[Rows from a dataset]
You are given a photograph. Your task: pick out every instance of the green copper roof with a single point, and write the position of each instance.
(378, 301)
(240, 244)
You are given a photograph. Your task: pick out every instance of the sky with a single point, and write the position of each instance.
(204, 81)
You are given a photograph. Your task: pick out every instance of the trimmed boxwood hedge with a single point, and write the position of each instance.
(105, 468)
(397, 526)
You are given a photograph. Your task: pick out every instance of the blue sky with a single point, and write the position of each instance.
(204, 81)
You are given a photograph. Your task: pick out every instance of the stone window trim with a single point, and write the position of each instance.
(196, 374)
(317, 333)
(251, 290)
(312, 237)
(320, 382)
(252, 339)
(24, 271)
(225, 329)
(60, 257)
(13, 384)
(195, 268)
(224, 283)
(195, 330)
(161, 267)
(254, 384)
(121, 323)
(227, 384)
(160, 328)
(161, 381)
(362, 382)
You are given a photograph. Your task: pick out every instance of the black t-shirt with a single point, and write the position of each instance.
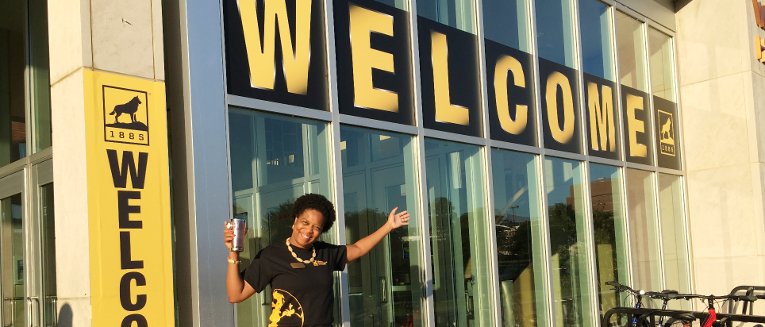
(302, 293)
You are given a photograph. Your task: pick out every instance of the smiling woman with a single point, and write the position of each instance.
(299, 270)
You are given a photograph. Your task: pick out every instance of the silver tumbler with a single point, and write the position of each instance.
(239, 225)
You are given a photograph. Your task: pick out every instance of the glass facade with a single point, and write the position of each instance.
(379, 174)
(674, 235)
(507, 22)
(568, 242)
(27, 228)
(503, 233)
(661, 62)
(555, 34)
(274, 160)
(458, 222)
(518, 226)
(459, 14)
(631, 52)
(609, 230)
(597, 46)
(644, 230)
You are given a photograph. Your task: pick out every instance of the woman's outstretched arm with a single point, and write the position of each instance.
(364, 245)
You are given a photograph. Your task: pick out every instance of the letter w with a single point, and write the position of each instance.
(119, 174)
(260, 52)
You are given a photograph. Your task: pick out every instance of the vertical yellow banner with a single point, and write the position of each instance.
(131, 263)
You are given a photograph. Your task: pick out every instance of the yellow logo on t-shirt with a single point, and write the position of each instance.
(283, 310)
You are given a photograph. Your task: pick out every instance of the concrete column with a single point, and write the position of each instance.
(123, 37)
(723, 111)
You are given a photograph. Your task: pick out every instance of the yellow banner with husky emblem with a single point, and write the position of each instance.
(131, 263)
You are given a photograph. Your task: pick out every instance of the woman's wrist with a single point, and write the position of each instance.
(233, 257)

PROBLEM
Please copy all of the entries above word for word, omitting the pictures.

REPLY TO THE EXERCISE
You are given a photograph. Your task: pick out every instance of the green copper roof with a single point, and write the position of each instance.
(378, 301)
(240, 244)
You are given a photograph. Your task: pick out every instance of the sky with a single point, and write the position of each instance.
(204, 81)
You are given a photograph. Your task: pick out every instance of the trimmed boxwood hedge with a single point, and write the position of each instance.
(105, 468)
(397, 526)
You are given a photograph. Your task: pick out every instance of the blue sky with a single point, and write the position of each instance.
(204, 81)
You are given a photograph. Your task: pick out every instance of the stone window trim with a single point, and write the position of each instance.
(196, 374)
(317, 333)
(251, 290)
(312, 237)
(320, 382)
(252, 339)
(24, 271)
(225, 329)
(60, 257)
(13, 384)
(195, 268)
(224, 283)
(195, 330)
(161, 267)
(254, 384)
(121, 323)
(227, 384)
(160, 328)
(161, 381)
(362, 382)
You are given a photograph. Your task: pick out every instance of the black t-shirt with a single point, and write the position of each instance.
(302, 293)
You are given a photograph. Your task: pick out every instance of the smiling woman with a single point, and write the position of each instance.
(299, 270)
You are given a photograph. Your task: pick out every instance of the silver tumbler with a single point, and write the position of each instance.
(239, 225)
You are given a photograph. Your task: pick out every instance of the glass facade with a single point, and write the position of each instance.
(379, 174)
(674, 235)
(507, 22)
(568, 242)
(27, 228)
(503, 233)
(661, 62)
(555, 34)
(274, 160)
(458, 222)
(518, 226)
(459, 14)
(631, 52)
(609, 230)
(597, 46)
(644, 230)
You are given a photograph. Your task: pick out every instance of the woman's outstretched arm with a single point, and write the position of each instance.
(364, 245)
You are given a photograph. Your task: pick out every instance of the letter w with a single point, and write the position of each instance.
(119, 174)
(260, 52)
You are given a photograph. Your task: pick out every instance of the vertical yellow banner with a single point, and write the position of each instance.
(131, 263)
You are given a photograph. Your task: pick out every instance of the yellow logo on t-shirt with a single point, and write the position of each instance.
(283, 310)
You are given a photograph. Your task: pick out every instance of the concrete column with a single point, and write the position of each instance.
(123, 37)
(723, 111)
You are given a photograph. Your task: pick out every instance of the yellow banner with husky emblem with a single point, and write the position of each instance.
(131, 263)
You are given a photograph. Your task: pick out every instance of the woman's wrist with a single point, and write the position of each instance.
(233, 257)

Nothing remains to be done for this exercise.